TEXT SEGMENT -
Thursday, January 17, 2019

Delaware bill defines assisted suicide as a palliative care option

Alex Schadenberg
Executive Director - Euthanasia Prevention Coalition



The assisted suicide lobby has instituted a new direction by redefining assisted suicide as palliative care. This has long been a talking point for assisted suicide advocates but now they are attempting to change the legal definition of palliative care.

Assisted suicide laws give physicians, or others (New Mexico bill) the right in law to assist the suicide of their patients.

The Delaware assisted suicide bill follows the new suicide by physician game plan by redefining palliative care to include assisted suicide. The bill states:

WHEREAS, the integration of medical aid in dying into the standard for end-of-life care has improved quality of services by providing an additional palliative care option to terminally ill individuals.
The World Health Organization definition of palliative care states:
palliative care intends neither to hasten or postpone death;
The assisted suicide lobby and the Delaware assisted suicide bill intend to change the meaning of palliative care.

The Delaware assisted suicide bill negates physicians conscience rights by forcing the physician to refer patients for assisted suicide. The bill states:

(c) An attending physician’s failure to inform an individual with a terminal illness who requests additional information about available end-of-life treatments, including medication to end their life in a humane and dignified manner, or failure to refer the individual to another physician who can provide the information, is considered a failure to obtain informed consent for subsequent medical treatment.
There are more egregious parts of this assisted suicide bill but this article focuses on the assisted suicide lobbies intention to change palliative care to include assisted suicide and to force physicians to participate in the act of suicide by physician.

5 comments:

gordon friesen said...

STUDY MATERIAL -
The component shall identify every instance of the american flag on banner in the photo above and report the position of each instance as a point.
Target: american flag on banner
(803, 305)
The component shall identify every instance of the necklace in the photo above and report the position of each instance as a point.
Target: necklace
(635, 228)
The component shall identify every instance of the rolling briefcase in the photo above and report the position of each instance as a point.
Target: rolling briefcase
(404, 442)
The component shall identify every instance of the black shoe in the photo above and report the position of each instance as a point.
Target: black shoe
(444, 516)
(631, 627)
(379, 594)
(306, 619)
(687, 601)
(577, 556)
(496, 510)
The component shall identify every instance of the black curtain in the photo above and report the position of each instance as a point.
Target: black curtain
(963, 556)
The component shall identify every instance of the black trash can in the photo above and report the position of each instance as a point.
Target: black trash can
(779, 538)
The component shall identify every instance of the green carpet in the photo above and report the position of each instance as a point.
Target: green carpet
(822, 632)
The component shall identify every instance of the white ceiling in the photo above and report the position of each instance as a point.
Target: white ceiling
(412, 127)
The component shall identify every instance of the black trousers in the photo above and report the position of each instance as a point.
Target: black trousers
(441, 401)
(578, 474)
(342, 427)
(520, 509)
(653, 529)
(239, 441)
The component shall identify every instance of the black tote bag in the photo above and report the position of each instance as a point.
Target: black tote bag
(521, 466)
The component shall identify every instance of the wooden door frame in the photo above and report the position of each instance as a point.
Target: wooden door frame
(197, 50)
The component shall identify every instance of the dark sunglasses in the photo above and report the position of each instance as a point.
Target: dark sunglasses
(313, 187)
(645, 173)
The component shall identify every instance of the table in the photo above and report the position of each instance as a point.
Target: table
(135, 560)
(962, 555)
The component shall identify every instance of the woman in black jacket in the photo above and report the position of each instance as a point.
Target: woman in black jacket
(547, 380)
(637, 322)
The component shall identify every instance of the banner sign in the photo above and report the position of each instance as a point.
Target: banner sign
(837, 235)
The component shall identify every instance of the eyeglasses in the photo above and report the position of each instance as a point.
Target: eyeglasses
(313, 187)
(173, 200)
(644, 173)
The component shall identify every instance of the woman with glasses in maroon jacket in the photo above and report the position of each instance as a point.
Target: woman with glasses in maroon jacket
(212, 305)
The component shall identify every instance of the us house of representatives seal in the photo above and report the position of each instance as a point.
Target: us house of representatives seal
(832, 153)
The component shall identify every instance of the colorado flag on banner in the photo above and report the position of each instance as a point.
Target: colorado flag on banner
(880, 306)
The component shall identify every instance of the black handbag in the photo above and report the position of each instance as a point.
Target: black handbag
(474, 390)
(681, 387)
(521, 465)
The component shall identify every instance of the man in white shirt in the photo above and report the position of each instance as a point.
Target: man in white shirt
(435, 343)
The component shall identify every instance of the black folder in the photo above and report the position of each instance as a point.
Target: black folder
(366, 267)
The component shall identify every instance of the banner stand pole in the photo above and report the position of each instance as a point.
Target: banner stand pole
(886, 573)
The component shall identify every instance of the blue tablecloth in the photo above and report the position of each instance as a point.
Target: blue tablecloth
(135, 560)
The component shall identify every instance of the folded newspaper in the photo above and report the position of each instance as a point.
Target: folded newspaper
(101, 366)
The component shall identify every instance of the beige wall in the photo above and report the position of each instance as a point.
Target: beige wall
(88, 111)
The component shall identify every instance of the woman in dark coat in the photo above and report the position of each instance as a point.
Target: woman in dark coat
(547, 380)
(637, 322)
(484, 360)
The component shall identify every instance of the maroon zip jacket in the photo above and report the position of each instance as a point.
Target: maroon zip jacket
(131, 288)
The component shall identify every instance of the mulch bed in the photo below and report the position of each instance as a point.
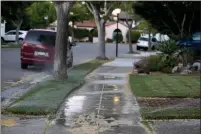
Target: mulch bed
(169, 102)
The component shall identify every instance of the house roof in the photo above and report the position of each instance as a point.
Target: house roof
(92, 24)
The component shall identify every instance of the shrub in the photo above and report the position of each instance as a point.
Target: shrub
(120, 38)
(108, 40)
(81, 33)
(135, 35)
(154, 63)
(168, 47)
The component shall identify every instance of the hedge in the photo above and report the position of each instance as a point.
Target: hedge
(134, 36)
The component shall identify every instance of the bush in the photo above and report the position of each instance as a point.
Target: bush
(135, 35)
(168, 47)
(120, 38)
(81, 33)
(108, 40)
(154, 63)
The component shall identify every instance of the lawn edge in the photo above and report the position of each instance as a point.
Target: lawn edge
(81, 83)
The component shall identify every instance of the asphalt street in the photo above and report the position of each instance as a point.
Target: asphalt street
(10, 61)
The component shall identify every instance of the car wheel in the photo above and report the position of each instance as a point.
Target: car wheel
(70, 62)
(24, 66)
(20, 40)
(153, 48)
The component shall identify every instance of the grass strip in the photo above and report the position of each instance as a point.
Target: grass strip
(165, 86)
(47, 97)
(11, 45)
(169, 113)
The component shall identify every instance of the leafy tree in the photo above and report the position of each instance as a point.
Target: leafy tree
(78, 12)
(175, 18)
(60, 62)
(38, 10)
(146, 27)
(101, 11)
(127, 7)
(14, 11)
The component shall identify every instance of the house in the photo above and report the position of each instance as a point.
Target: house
(3, 26)
(110, 29)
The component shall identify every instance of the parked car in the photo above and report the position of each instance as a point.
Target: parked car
(192, 41)
(38, 48)
(143, 43)
(11, 35)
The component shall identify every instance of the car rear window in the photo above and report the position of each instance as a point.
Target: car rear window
(143, 39)
(41, 38)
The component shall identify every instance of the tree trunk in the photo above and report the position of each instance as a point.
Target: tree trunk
(101, 38)
(149, 43)
(60, 65)
(18, 25)
(130, 42)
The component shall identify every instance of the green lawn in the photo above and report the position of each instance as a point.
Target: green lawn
(170, 113)
(47, 97)
(165, 86)
(11, 45)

EXERCISE REQUIREMENTS -
• A. Reproduce the part of the Delaware assisted suicide post starting with "The assisted suicide lobby has" and going on through "terminally ill individuals.".
• B. Resume the Delaware assisted suicide post at the point where it stops.

RESPONSES -
• A.
The assisted suicide lobby has instituted a new direction by redefining assisted suicide as palliative care. This has long been a talking point for assisted suicide advocates but now they are attempting to change the legal definition of palliative care.

Assisted suicide laws give physicians, or others (New Mexico bill) the right in law to assist the suicide of their patients.

The Delaware assisted suicide bill follows the new suicide by physician game plan by redefining palliative care to include assisted suicide. The bill states:

WHEREAS, the integration of medical aid in dying into the standard for end-of-life care has improved quality of services by providing an additional palliative care option to terminally ill individuals.

• B.
This is all déjà-vu for us in Canada and particularly Quebec where euthanasia has been defined as end-of-life care co-equally with palliative care and available in virtually all Palliative Care facilities.

But the latest and worst bit of linguistic leap frog is in the definition of suicide.

Doctor assisted suicide is, obviously, suicide. But euthanasia is a medical procedure performed by a doctor, healthcare, and therefore by definition voluntary euthanasia is NOT suicide.

And now, with the Truchon-Gladu case to extend the criteria to include people who are not dying, when we suggest that such a change will greatly increase the risk of suicide (disguised as medecine), we are told that this is not possible. MAID is not suicide remember ? Therefore no matter how many people die of MAID, none of them can be counted or feared as suicides. period.

french speakers might enjoy this account :

http://www.euthanasiediscussion.net/le-proces-truchon-gladu/

Best Regards,

Gordon Friesen, Montreal
http://www.euthanasiediscussion.net/

Ruth Oliver said...

I agree with Alex that Dekaware Bill IS NOT palliative care. It promotes MURDER.See my new book called "Medicine of God. Christian Medical Ethics for These Times,"now available in the bookstores or they can order it for you,from Christian Faith Publishing, Inc,or they can order it for you from 832 Park Avenue,Meadville,PA16335. or wwwchristianfaithpublishing.com.

Unknown said...

As a hospice and palliative care physician I find this entire concept offensive, and a violation of palliative and hospice care principles.
in addition, it is an insult to the principles of practicing Christians Orthodox Jews and Muslims to force assisted suicide upon them.
Francis J Schell MD

Paul Anderson said...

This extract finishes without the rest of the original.